SOURCE TEXT.
_ _ _ _
The Commerce Department has found that unfair imports of steel products do indeed pose a threat to U.S. national security, and in a press conference on Friday revealed the remedies it has recommended to President Trump. The announcement of possible tariffs and quotas drew strong reactions from the marketplace.
The Commerce recommendations include three options designed to raise domestic steel production above 80 percent of capacity: a global tariff of at least 24 percent on all steel imports; a targeted tariff of 53 percent on all steel imports from 12 high-export countries, along with a quota that limits all countries to their 2017 export levels; or a quota on all steel products from all countries equal to 63 percent of their 2017 exports to the U.S. The president has until April 11 to choose one of these options, offer a modified plan or take no action at all.
Comments from steel suppliers, steel buyers and steel traders, whom Steel Market Update has granted anonymity, reflect a range of emotions, from optimism to anger:
- “This will never fly. It’s far too extreme and would trigger retaliation and several suits and WTO action. I am very surprised the Commerce Department was this aggressive. Trump, of course, will advise his version, which I believe will be a less harsh approach. He must now appease those he made promises to without losing face, and at the same time avert a trade war.”
_ _ _ _
DATASET ENTRIES.

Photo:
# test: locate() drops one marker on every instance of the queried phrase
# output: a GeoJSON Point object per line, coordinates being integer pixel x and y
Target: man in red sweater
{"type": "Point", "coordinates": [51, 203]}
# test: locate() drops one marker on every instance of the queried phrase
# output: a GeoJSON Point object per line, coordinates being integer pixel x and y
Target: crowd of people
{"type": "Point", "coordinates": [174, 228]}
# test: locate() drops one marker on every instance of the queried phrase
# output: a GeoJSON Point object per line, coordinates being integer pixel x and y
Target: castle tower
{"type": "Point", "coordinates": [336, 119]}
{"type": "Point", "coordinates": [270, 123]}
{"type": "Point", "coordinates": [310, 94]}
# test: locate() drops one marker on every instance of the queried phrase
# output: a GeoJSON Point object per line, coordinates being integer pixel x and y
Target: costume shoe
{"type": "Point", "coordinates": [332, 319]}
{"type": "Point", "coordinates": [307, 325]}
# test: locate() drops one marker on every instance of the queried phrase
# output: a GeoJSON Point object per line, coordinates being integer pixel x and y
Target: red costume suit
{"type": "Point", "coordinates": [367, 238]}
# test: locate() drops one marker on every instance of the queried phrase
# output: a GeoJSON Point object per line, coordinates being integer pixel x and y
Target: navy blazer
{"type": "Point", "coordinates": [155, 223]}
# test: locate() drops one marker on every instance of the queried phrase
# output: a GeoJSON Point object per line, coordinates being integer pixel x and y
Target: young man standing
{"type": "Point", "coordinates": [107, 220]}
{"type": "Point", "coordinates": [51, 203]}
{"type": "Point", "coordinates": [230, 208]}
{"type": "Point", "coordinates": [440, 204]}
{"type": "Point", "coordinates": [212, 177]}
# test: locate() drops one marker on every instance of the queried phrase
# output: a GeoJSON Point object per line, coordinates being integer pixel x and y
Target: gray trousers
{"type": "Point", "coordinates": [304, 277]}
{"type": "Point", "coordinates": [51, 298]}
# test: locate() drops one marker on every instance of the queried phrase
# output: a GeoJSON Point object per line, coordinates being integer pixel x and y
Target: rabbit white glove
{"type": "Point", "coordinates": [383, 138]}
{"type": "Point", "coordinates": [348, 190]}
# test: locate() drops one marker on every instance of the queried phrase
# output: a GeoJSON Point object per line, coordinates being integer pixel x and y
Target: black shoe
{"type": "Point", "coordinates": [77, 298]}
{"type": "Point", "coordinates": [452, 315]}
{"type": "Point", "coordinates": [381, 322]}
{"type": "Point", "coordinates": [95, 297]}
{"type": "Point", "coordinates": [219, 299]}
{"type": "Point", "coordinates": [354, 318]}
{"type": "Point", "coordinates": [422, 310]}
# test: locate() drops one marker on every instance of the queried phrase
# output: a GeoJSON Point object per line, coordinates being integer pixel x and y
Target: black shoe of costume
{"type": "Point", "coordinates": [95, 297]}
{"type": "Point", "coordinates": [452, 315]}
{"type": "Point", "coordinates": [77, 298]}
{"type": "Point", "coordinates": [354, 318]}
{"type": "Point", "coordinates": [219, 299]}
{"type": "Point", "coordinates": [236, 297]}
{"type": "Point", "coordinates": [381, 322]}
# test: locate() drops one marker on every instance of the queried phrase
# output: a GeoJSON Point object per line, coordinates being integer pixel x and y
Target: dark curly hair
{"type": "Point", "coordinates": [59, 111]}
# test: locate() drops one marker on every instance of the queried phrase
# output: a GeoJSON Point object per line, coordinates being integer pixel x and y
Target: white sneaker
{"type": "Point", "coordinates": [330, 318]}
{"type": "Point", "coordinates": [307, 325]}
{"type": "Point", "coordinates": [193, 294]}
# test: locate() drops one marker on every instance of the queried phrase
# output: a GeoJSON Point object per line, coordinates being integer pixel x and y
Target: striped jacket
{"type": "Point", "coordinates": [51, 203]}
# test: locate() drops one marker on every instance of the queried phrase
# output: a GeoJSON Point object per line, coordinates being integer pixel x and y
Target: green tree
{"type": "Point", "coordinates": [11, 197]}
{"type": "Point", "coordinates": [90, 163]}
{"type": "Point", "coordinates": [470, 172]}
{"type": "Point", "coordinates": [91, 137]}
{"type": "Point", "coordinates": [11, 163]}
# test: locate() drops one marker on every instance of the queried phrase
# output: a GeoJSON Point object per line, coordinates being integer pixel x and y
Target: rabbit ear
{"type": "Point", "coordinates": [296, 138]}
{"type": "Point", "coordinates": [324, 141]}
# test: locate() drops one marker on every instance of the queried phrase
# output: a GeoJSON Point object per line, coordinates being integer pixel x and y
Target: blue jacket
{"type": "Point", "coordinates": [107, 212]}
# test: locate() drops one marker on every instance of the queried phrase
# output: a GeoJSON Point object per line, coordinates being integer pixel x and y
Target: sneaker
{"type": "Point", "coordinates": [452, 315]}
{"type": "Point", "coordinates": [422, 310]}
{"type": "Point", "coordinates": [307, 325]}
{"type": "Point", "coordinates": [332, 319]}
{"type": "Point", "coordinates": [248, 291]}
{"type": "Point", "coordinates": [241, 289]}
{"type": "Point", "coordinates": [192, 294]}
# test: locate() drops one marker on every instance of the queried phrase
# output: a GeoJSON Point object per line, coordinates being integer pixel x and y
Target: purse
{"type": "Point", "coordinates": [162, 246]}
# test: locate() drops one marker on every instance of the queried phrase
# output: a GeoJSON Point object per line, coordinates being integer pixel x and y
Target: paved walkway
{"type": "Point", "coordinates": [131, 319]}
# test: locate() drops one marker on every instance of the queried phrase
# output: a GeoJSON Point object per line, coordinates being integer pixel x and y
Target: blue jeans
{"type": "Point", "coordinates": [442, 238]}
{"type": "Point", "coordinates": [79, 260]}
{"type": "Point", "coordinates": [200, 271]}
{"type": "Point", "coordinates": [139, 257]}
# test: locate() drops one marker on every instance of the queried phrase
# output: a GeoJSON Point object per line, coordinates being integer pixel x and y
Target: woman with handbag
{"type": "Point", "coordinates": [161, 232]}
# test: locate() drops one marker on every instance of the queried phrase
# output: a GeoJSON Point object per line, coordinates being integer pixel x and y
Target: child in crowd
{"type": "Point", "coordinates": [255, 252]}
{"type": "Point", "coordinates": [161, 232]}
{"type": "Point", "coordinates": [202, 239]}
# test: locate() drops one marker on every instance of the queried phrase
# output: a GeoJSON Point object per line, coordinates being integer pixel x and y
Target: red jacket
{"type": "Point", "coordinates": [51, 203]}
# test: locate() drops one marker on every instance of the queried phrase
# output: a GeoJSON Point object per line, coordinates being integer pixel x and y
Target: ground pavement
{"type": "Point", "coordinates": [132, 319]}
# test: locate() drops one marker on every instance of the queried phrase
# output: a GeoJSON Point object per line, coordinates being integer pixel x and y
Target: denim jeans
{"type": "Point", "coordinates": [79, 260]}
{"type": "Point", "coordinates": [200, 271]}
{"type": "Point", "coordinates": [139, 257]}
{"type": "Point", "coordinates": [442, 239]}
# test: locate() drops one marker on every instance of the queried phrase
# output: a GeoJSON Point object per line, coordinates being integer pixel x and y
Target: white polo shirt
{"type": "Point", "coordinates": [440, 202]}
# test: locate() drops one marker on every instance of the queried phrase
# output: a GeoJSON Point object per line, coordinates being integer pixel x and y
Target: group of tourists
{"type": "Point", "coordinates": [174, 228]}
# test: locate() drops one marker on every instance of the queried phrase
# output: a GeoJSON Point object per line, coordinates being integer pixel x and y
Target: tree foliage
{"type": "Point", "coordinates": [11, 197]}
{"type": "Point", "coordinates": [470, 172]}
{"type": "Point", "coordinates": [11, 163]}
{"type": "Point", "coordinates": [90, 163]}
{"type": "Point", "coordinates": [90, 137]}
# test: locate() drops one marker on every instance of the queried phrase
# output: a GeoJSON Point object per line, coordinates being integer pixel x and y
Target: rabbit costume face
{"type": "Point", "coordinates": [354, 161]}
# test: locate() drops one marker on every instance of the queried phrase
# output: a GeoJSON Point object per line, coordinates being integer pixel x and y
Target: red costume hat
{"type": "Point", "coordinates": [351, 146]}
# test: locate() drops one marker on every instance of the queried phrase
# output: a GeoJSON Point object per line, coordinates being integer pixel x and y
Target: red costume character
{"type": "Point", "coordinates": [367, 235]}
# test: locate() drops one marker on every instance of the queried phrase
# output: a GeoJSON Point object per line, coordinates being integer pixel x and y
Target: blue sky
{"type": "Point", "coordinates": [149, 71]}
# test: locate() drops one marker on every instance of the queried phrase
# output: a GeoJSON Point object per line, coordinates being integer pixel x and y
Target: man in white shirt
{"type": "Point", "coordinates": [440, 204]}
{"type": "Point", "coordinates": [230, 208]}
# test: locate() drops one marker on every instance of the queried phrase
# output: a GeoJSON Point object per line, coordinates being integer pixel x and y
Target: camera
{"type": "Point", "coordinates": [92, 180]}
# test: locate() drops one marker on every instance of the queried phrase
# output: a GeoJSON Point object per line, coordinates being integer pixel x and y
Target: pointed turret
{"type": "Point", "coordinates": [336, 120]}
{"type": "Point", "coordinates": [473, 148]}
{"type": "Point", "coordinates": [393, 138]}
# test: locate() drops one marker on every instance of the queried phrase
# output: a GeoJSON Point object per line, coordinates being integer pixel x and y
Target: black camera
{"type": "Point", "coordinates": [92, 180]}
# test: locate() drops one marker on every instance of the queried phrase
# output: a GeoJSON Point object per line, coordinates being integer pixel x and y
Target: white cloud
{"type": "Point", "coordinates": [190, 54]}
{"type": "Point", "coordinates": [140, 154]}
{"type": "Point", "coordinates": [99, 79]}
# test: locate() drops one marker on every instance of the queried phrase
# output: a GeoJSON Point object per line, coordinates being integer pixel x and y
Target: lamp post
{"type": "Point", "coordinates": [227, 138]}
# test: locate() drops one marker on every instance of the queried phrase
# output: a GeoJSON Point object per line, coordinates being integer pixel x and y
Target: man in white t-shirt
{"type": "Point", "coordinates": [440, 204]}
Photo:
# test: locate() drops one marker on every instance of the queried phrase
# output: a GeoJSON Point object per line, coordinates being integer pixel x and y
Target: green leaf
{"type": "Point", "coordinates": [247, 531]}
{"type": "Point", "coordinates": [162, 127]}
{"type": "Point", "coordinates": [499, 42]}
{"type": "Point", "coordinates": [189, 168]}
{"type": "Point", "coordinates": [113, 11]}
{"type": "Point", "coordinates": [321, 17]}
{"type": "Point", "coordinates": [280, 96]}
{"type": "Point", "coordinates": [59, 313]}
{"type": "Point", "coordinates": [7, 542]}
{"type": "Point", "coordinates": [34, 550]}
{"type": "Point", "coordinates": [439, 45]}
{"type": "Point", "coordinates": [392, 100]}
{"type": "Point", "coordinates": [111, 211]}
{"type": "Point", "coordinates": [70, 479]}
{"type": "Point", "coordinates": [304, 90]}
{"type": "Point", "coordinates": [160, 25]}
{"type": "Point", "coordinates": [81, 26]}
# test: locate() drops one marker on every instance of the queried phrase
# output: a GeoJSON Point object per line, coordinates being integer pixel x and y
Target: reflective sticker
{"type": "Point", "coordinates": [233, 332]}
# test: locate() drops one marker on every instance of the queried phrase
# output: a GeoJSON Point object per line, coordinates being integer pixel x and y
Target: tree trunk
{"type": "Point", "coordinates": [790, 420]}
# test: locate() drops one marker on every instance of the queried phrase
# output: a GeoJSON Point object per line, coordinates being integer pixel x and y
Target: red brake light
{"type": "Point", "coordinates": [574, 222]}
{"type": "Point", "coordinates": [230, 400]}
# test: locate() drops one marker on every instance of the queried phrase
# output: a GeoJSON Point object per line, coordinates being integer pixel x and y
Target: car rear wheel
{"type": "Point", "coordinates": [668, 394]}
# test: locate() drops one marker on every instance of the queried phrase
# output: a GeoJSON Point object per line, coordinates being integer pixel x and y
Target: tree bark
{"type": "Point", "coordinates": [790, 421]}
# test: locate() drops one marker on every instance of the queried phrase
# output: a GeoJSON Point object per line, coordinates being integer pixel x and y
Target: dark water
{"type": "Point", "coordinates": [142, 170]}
_ _ _ _
EXERCISE TASK A.
According to the article on steel import remedies, by what date must the president choose one of the Commerce Department's options?
EXERCISE TASK B.
Write the next part of the article on steel import remedies, picking up after its final quoted comment.
The lines are not needed for the work here.

EXERCISE ANSWER A.
April 11

EXERCISE ANSWER B.
- “The recommendations are excessive, unnecessary for an industry that is far from being in danger of its existence, and if implemented will very negatively impact the president’s GDP goals. The mills and jobs lost are recognized but within antiquated and/or inefficient operations that failed to update to remain competitive. U.S. Steel admitted in one of their shareholder calls that they recognized they were a billion dollars behind in upgrading their facilities to compete nationally, much less globally. Now, even they are making profits along with the likes of Nucor, which is close to record profits. The newest mill in the country, Big River Steel, commented recently that the automotive and appliance manufacturers are “beating a path to their door” due to their concerns with some of the traditional and globally uncompetitive suppliers. With the above in mind, the national security foundation for Section 232 is both deceitful and deceptive to simply circumvent the WTO appeal process. Unfortunately, if these recommendations stick, Pandora’s Box will be opened for other countries to claim ‘national security’ for any product or material they want to protect. The negative GDP effect will result from the already identified retaliation that will come from other countries across myriad products. The most vulnerable are within our highly competitive agricultural sector. One of the most obvious results will be the much higher pricing that will ensue and leave our manufacturing sector globally uncompetitive. Furthermore, as has happened with many other protected steel products over the years, the exporting countries simply move downstream, thus providing a double hit for our country’s manufacturing base. Last but not least, it is well documented that protectionism for the most protected industry in our country has failed and cost many more jobs than it supposedly was to save. Such recommendations are yet another exercise to protect the few at the expense of the many.”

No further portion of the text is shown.